# Наше творчество > Инструментал >  От меня

## audioritm

Вот, наваял кое что.  :Oj: 
Сама тема была задумана ещё году так в 1987, и вот теперь я до неё добрался.:biggrin:

В глубине.mp3

Принимаю любые замечания.  :Aga:

----------


## audioritm

P.S. Забыл предупредить, что это черновик,  :Sclerosis: 
и тема придумана совместно с братом.

Когда жена послушала, сказала, что это, что то морское - на берегу, или в море.

----------


## bemol

*audioritm*,
 Можешь перезалить куда-ньть в другой обменник? Чет у меня с яндекс-баром не получается.

----------


## bemol

*audioritm*,
 Скачал таки. Красивая душевная композиция. Но - не обижайся - нЕсколько однообрАзно исполнена. Сначала все красиво, а потом то же сАмое. Попробуй менять инструменты, например, в 02:98 вместо флейты - скрипичный ансамбль и т.д. И побольше экспрессии - громче-тише. Послушай Поля Мориа (твоя композиция как раз этого стиля). Попробуй развить композицию в его стиле - она этого заслуживает. Главное - не бойся, это не так уж сложно, зато композиция станетнамного живее. Деозай!!!

----------


## VLADISSSS

Я такогоже мнения

----------


## audioritm

*bemol*,
 Какие могут быть обиды? Для того я и выложил, чтобы услышать мнение со стороны.
Да немного однообразно - это я знаю, но я ещё буду работать над ней. Всё-таки это черновик.  Никогда бы не подумал, что напоминает Поля Мориа, но со стороны, может, виднее. Вообще я планирую ещё несколько инструментов добавить, если место под них останется, всё таки не хочется сильно уплотнять звучание, флейту сделаю не сильно размазанной (много места занимает в миксе).
Спасибо за советы.
 :Pivo:

----------


## Aleksandr1

*audioritm*,

Душевно! :Ok:

----------


## bemol

*audioritm*,
 Пробуй и показывай!!!

----------


## Лев

*audioritm*,
 Неплохая композиция. Есть места, где проходящие полутона грязновато звучат. Понятно, что черновая работа, которую хочется наконец закончить. Убрать плоскость звучания и т.д. - всё что касается сведения и мастеринга. Окончание неубедительное...

----------


## audioritm

*Лев*,



> Есть места, где проходящие полутона грязновато звучат.


 :Aga: 
Есть такие. И над окончанием буду работать. Медленно продвигается, так, как у меня ещё и основная работа с 8 до 17.

----------


## oskar_65

*audioritm*,
 Хорошая,приятная тема. Добрая такая...

----------


## Markovich

Здравствуйте Игорь!
С новым  2009 Годом!
Я не музыкант поэтому не стану высказывать вам критические замечания.
Наоборот! Я хочу Вашу пьесу похвалить.Возможно там есть и недостатки в звучании отдельных инструментов и т.д.,но несомненно там есть и отличная мелодия ,которая запоминается очень легко,буквально въедается в память и затем звучит в подсознании помимо воли  слушателя, а это уже признак шлягера.
        Аранжировки можно улучшать ,причем до 
бесконечности.Это как костюм -можно купить в универмаге,можно пошить в ателье не очень дорого,можно купить из коллекции Кавалли за несколько тысяч долларов.

**Записи с данными:**
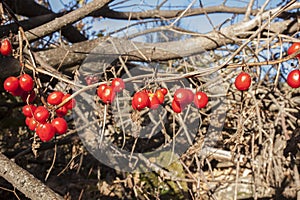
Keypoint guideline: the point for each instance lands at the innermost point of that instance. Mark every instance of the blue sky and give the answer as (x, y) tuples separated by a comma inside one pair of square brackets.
[(198, 23)]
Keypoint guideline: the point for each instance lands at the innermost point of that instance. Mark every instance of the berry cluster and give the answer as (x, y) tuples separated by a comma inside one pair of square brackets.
[(6, 47), (107, 92), (152, 99), (243, 80), (22, 86), (39, 118)]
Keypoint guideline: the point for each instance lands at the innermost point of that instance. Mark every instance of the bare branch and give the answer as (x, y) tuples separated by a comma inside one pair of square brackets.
[(24, 181), (67, 19)]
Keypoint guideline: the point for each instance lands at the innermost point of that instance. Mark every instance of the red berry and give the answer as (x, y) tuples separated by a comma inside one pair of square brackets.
[(27, 120), (100, 90), (140, 100), (118, 84), (32, 123), (183, 96), (293, 79), (41, 114), (45, 131), (60, 125), (62, 111), (26, 82), (28, 96), (200, 99), (164, 90), (70, 104), (18, 92), (28, 110), (11, 84), (176, 107), (6, 47), (242, 81), (108, 95), (55, 98), (160, 96), (294, 48), (154, 101)]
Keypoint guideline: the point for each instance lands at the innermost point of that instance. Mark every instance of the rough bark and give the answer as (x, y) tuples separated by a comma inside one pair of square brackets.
[(25, 182)]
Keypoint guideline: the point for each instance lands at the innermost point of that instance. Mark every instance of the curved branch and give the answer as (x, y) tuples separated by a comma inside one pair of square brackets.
[(168, 14), (161, 51), (65, 20), (40, 16), (24, 181)]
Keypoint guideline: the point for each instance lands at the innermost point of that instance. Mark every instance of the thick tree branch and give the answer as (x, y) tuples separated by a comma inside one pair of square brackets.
[(24, 181), (162, 51), (41, 15), (65, 20), (167, 14)]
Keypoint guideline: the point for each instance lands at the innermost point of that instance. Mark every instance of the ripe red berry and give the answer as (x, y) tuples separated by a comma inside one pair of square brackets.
[(6, 47), (160, 96), (60, 125), (11, 84), (62, 111), (108, 95), (164, 90), (293, 79), (41, 114), (294, 48), (45, 131), (27, 120), (28, 97), (242, 81), (140, 100), (18, 92), (118, 84), (32, 123), (26, 82), (154, 101), (55, 98), (183, 96), (70, 104), (176, 107), (28, 110), (100, 90), (200, 99)]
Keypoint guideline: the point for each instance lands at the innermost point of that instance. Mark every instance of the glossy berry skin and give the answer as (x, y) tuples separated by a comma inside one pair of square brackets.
[(100, 90), (293, 79), (164, 90), (32, 123), (55, 98), (26, 82), (108, 95), (18, 92), (41, 114), (160, 96), (200, 100), (6, 47), (28, 97), (176, 107), (60, 125), (62, 111), (294, 48), (70, 104), (45, 131), (11, 84), (154, 101), (183, 96), (242, 81), (28, 110), (140, 100), (118, 84)]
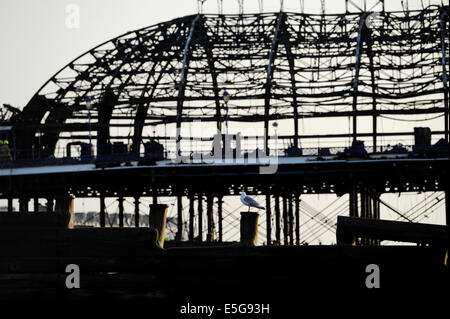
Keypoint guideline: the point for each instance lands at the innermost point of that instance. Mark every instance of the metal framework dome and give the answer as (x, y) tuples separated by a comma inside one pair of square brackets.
[(274, 65)]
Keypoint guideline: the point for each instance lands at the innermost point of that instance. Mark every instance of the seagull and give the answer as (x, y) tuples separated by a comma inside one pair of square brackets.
[(250, 202)]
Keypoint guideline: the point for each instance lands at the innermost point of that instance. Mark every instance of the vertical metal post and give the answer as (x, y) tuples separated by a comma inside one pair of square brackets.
[(291, 220), (23, 204), (155, 195), (210, 217), (10, 204), (353, 199), (268, 219), (36, 205), (191, 217), (285, 221), (136, 211), (179, 217), (120, 199), (49, 204), (102, 210), (277, 220), (447, 206), (220, 217), (200, 216), (444, 71), (297, 219)]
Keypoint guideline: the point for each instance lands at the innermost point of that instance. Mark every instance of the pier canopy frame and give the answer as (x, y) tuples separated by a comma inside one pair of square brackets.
[(276, 66)]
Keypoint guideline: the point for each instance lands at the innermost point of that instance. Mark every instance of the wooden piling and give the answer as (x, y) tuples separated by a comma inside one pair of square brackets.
[(210, 218), (268, 220), (191, 217), (136, 211), (249, 228), (102, 211), (10, 204), (277, 220), (291, 220), (285, 221), (157, 222), (120, 200), (297, 219), (23, 204), (49, 204), (220, 217), (200, 217), (64, 208), (36, 205), (179, 217)]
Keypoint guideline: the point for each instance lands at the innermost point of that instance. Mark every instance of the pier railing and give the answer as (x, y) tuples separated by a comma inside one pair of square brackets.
[(59, 156)]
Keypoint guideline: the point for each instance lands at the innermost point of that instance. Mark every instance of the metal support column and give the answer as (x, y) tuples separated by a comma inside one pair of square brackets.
[(191, 217), (200, 216), (120, 200), (277, 220), (136, 211), (210, 217), (291, 220), (220, 217), (179, 234), (102, 211), (297, 219), (285, 221), (268, 219)]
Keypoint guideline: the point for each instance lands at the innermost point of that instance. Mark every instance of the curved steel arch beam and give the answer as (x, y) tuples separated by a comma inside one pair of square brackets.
[(270, 69), (182, 85)]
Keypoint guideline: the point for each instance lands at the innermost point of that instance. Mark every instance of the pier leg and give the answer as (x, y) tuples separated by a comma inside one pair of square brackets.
[(102, 211), (249, 228), (136, 211), (210, 216), (36, 205), (120, 199), (291, 221), (157, 221), (297, 219), (179, 218), (220, 217), (64, 207), (285, 221), (353, 198), (191, 217), (447, 206), (200, 217), (155, 195), (277, 220), (10, 204), (268, 220), (23, 205), (49, 204)]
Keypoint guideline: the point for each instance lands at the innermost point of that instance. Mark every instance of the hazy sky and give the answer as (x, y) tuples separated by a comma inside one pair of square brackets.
[(36, 43)]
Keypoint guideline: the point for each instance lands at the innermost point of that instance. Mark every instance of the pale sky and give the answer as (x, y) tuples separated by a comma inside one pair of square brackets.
[(36, 43)]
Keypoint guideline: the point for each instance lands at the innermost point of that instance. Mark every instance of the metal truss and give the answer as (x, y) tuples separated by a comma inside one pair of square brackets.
[(275, 66)]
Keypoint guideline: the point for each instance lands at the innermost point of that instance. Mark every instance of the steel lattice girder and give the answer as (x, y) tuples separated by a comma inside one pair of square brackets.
[(275, 65)]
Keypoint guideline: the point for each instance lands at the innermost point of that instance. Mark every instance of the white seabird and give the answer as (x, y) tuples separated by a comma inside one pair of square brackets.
[(250, 202)]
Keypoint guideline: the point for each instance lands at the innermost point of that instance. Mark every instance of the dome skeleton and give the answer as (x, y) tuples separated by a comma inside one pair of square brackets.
[(270, 58)]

**ПОСТАВЛЕННАЯ ЗАДАЧА A:** По обсуждению композиции «В глубине» объясните в одном–трёх предложениях, почему автор собирается сделать флейту не сильно размазанной.
**ПОСТАВЛЕННАЯ ЗАДАЧА B:** Продолжите обсуждение композиции «В глубине» с того места, на котором текст заканчивается.
Эти записи никак не связаны с обсуждением композиции «В глубине».

**ИТОГОВЫЙ РЕЗУЛЬТАТ A:** Автор хочет сделать флейту не сильно размазанной, потому что она занимает много места в миксе. Он планирует добавить ещё несколько инструментов, если для них останется место, и не хочет сильно уплотнять звучание.

**ИТОГОВЫЙ РЕЗУЛЬТАТ B:**
Я Вас поздравляю! Но мне кажется,что  под маской инструментальной пьесы "В глубине" прячется отличная песня,которую согласятся спеть многие звезды первой величины.Что для этого нужно? Нужно написать сильный текст и записать песню в хорошем исполнении кого нибудь из местных - это не трудно.
Затем ,как демоверсию ее можно показывать серьезным продюсерам- думаю заинтересуются.Тем более -если будут слова - отпадут упреки в однообразном повторении инструменталки.
Я давно пишу стихи,есть пару сборников( смотри http://stihi.ru/avtor/harmony и на этом сайте "уголок поэзии")  ,недавно увлекся текстами песен.
Сперва начал работать с музыкантами по принципу  - есть текст - пишите музыку,взялись несколько человек, но результат ,честно говоря - не очень.
Мне умные люди посоветовали наоборот - ищи мелодию.Начал искать - ничего запоминающегося не попадалось,пока не встретил Вашу "В глубине"
Записал ее на диктофончик ,чтобы постоянно под рукой и включил свою голову  в режим сочинения.Пока не готов Вам что- то показать,но наверное сначала нужно получить Ваше согласие в принципе.Возможно Вы уже работаете с каким то автором или сами пишите тексты,или принципиально захотите оставить вещь в инструментальном виде.
В любом случае - то,что у Вас получилось - очень здорово!

               Markovich  .Киев

 :Ok:  :Pivo:

----------


## Markovich

Здравствуйте Игорь!

Вы мне не ответили - наверное это нужно воспринять как отказ,но я все же выложу один из вариантов текста,который у меня родился,может Вам понравиться.

 С наилучшими пожеланиями,

                                 Markovich


   Ты   мой – насовсем.




Танцуют медленно снежинки
Кружась над взлетной полосой
То Осень ранние поминки
Справляет по моей любви большой

Пусть сердце криком распахнется
Мне боль в душе не удержать
Надежда птицей в клетке бьется
Как повернуть мне время вспять?

Соло  


Припев (после проигрыша)

Шепчешь ты, что не вернуть любовь назад
Нелюбовь как  лед я растоплю
Расцветет весной наш старый добрый сад
Как же сильно я тебя люблю!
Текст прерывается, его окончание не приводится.